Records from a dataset
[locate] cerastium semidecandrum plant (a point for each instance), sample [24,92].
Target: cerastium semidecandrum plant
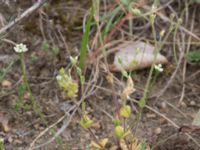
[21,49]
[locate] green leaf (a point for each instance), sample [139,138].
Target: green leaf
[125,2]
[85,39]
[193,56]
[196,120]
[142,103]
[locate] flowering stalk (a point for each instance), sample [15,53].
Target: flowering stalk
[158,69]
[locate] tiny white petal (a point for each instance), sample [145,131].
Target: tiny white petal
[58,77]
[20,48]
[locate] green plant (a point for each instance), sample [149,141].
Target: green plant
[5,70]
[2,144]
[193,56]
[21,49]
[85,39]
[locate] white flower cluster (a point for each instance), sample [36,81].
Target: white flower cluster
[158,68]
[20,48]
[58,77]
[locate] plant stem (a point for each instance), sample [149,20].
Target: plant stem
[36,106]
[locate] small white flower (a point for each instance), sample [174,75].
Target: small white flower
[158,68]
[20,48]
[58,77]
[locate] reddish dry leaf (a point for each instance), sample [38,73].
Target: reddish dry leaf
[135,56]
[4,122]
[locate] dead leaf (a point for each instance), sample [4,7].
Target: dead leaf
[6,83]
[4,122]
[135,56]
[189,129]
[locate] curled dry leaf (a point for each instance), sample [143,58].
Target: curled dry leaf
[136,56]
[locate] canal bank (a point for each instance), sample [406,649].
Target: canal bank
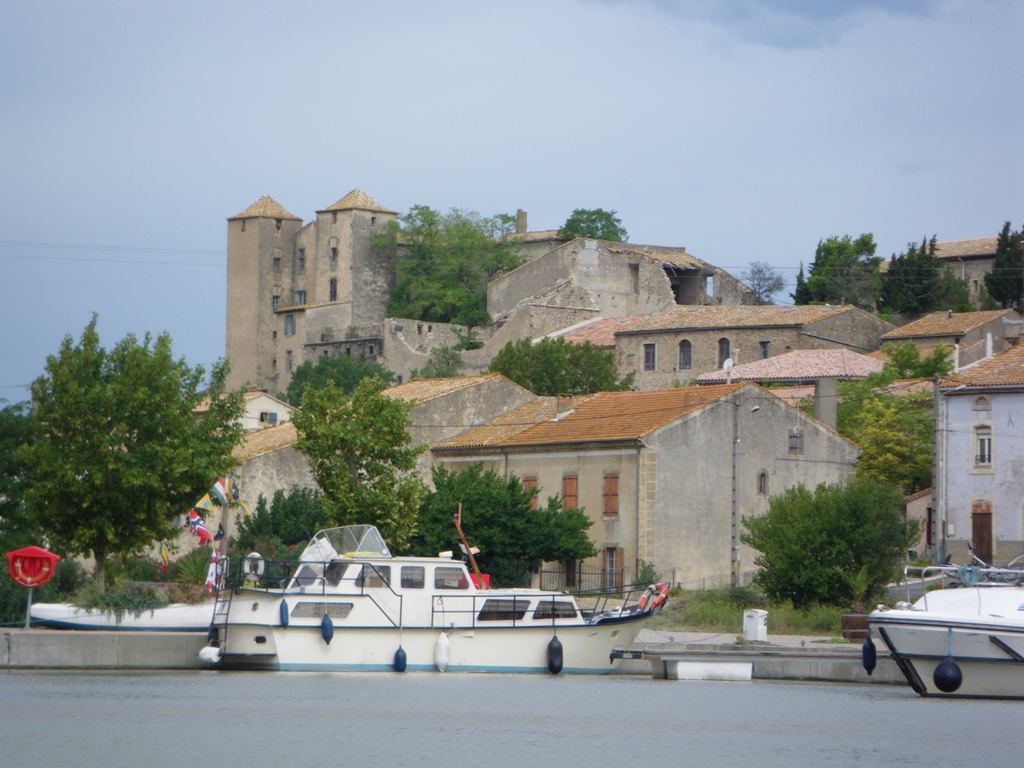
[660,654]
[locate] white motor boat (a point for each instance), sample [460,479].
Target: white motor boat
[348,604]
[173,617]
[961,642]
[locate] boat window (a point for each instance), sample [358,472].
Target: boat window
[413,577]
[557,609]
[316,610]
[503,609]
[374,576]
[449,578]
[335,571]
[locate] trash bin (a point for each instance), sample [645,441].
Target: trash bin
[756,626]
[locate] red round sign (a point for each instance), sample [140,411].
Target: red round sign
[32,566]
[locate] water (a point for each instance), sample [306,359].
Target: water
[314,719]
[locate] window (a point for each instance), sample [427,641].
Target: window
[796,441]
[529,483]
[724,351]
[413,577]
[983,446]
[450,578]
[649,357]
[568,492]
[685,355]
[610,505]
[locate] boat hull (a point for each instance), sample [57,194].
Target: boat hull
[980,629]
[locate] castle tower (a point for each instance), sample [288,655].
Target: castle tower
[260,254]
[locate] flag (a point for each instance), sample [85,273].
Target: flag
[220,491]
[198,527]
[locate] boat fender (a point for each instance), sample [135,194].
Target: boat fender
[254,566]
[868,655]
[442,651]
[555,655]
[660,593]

* TASK DETAILS: Reproduce, word for word, only the lines in the records above from the line with "Target: curled dry leaf" through the line with "[locate] boat window", including both ends; omit the pictures.

* RESPONSE BELOW:
Target: curled dry leaf
[136,56]
[locate] canal bank (a point for each instance), sample [406,649].
Target: canal bank
[660,654]
[locate] white motor boat (a point for each instance), sample [460,479].
Target: white motor boat
[348,604]
[173,617]
[961,642]
[locate] boat window (a point for each instance), sample [358,472].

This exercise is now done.